As noted earlier, fluctuations in world-wide sea levels during the course of the later Pleistocene period can now be reconstructed with a remarkable degree of accuracy. The evidence comes from two major sources (Fig. 2.17): from the oxygen-isotope records in deep-sea cores, which can be used to provide an estimate of the total volume of sea water in the world's oceans (Shackleton 1977, 1987); and from the more direct evidence of varying sea-level positions preserved in the form of coral terraces and other forms of raised beach deposits in various areas of the world (Aharon & Chappell 1986; Chappell & Shackleton 1986). Estimates of sea levels from oxygen-isotope records need to be handled with caution, since some specific allowance must be made as to the particular component in
these changing isotope ratios which is attributable directly to temperature changes, rather than to the removal of isotopically light sea water from the oceans to form the continental ice sheets (Shackleton 1987). In principle the direct records of coral reefs and terraces are simpler to interpret, although in these cases some allowance must be made for the effects of local tectonic displacements in the recorded altitudes of the individual terraces. The most detailed and extensively studied traces of coral terraces are those preserved in the Huon Peninsula of New Guinea, from which large numbers of precise and internally consistent radiocarbon and uranmm-series dates have been obtained (Aharon 1983; Aharon & Chappell 1986; Chappell & Shackleton 1986). Similar terrace sequences are documented from Barbados, Timor and the New Hebrides, all of which have yielded patterns comparable with those documented from the New Guinea terraces (Aharon & Chappell 1986).

⁂

▸ **Task objective**: Please name the location that the passage on Pleistocene sea levels gives for the most detailed and extensively studied coral terraces.

▸ **Information**:
⁂

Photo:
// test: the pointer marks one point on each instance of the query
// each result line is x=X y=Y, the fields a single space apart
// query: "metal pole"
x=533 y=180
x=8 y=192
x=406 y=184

⁂

▸ **Task solution**: The Huon Peninsula of New Guinea.